WORK TO DO: Locate each line of the listing below that contains the string "class" and copy those lines.

EXERCISE MATERIALS:
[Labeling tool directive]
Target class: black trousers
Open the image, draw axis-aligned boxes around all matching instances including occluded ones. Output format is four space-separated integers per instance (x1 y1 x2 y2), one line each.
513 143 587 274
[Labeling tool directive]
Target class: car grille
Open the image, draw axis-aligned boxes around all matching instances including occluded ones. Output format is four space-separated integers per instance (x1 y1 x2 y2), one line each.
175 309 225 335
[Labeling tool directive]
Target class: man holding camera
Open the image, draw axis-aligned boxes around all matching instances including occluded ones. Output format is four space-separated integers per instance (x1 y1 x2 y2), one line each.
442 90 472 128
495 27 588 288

---

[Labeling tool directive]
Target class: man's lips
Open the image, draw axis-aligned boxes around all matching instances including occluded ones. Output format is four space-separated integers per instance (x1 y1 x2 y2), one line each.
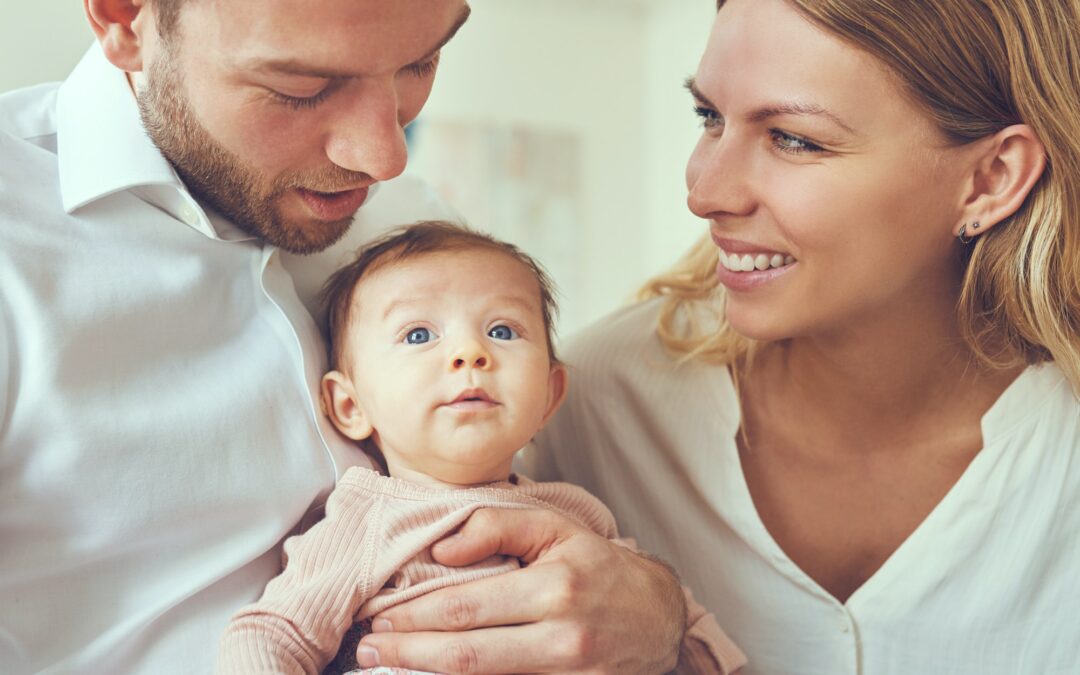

---

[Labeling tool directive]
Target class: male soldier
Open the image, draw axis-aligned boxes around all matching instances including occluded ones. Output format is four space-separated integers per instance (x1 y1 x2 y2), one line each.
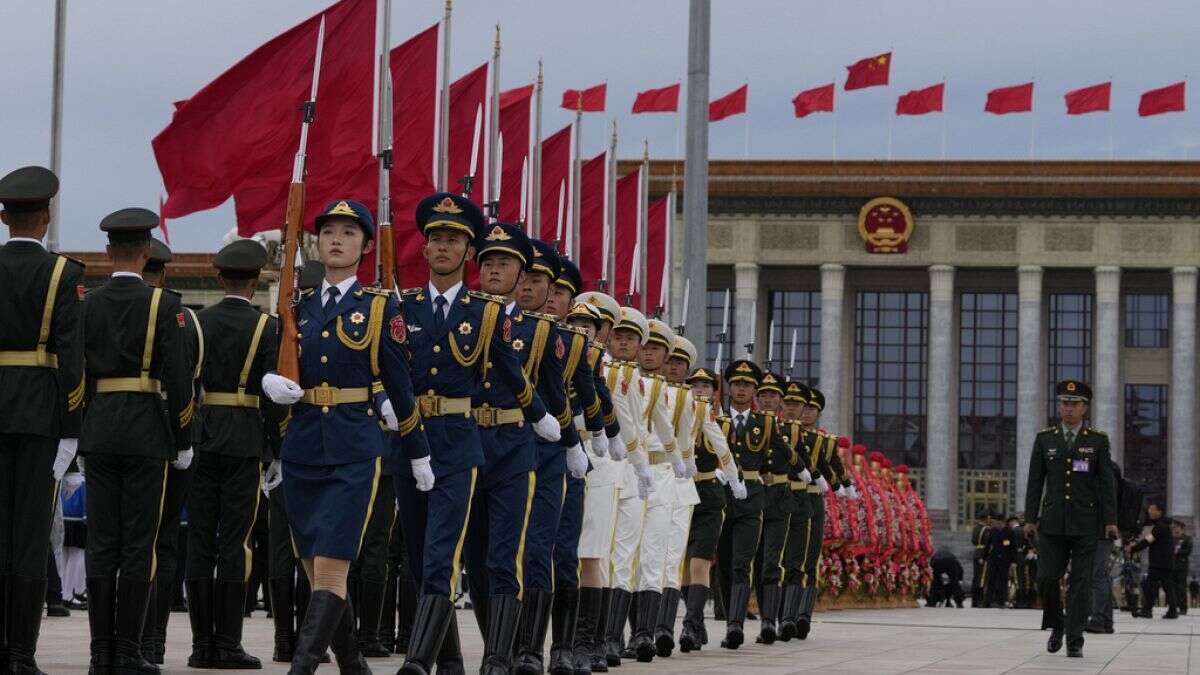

RESULT OF THIS EXERCISE:
Target class: black trousers
Target class: car grille
Target class: man holding camera
Target class: man's lips
Target class: male soldier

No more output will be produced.